Passage provided
Giving power of attorney to someone who cares more about her own interests than yours has some scary implications. Although there are different kinds of POAs, and some grant more extensive powers than others, when you create a power of attorney and name your spouse as your agent, you typically give her the right to transact a great deal of personal business on your behalf. There's no legal requirement that you must name your spouse as your agent. If you have, however, you may want to change your POA if you're planning to divorce.
Some POAs limit your agent's powers and some don't go into effect unless and until you're incapacitated. However, not all POAs have these restrictions. If yours doesn't, and if you don't revoke your spouse's powers under your POA, she will have access to all your personal records. She can use the POA to transfer assets out of your name or drain your bank accounts. She can hunt for hidden assets if she believes they exist. If you gave your spouse a medical power of attorney to make health care decisions on your behalf if you become incapacitated, you're effectively trusting someone you no longer want to be married to with your life.
Revoking Your Power of Attorney
Changing your power of attorney is typically a matter of revoking it and creating a new one. When you create a new power of attorney naming a new agent, it can include language that its existence revokes any POAs that you made before. You can do this while you're happily married, unhappily married or after you've separated and your divorce is pending.
As an added precaution, you can distribute copies of your new power of attorney to all financial entities or businesses you once authorized your spouse to deal with on your behalf. If these businesses have copies of your old POA, you can take it back so there's no confusion if and when an employee finds two POAs in your file.

What is needed
The text about powers of attorney and divorce warns what a spouse can do with an unrestricted, unrevoked power of attorney. List each of those things. Rely only on the text about powers of attorney and divorce.

Extracted data

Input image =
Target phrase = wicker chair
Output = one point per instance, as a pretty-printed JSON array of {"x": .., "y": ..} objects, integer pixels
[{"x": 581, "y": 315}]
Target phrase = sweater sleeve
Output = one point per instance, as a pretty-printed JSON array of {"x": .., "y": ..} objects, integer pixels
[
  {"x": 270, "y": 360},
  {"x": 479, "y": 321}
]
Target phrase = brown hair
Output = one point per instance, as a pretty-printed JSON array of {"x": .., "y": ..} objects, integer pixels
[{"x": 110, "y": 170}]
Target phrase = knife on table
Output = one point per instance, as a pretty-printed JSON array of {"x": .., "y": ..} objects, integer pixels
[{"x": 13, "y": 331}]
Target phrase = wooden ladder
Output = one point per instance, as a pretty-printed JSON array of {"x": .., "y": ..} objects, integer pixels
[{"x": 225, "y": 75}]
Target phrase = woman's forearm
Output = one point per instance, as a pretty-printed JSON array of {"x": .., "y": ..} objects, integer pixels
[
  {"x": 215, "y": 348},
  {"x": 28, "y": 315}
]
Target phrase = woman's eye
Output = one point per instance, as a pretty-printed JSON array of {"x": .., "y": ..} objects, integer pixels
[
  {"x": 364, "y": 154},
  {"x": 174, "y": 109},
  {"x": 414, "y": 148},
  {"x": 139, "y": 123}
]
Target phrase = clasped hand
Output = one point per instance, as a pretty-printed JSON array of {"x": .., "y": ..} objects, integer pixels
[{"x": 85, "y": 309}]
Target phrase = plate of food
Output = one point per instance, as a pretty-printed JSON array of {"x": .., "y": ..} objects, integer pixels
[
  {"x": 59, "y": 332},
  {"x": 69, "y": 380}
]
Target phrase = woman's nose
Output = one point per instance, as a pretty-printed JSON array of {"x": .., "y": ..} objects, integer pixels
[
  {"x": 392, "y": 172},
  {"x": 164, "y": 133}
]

Task output
- Access all your personal records
- Transfer assets out of your name
- Drain your bank accounts
- Hunt for hidden assets she believes exist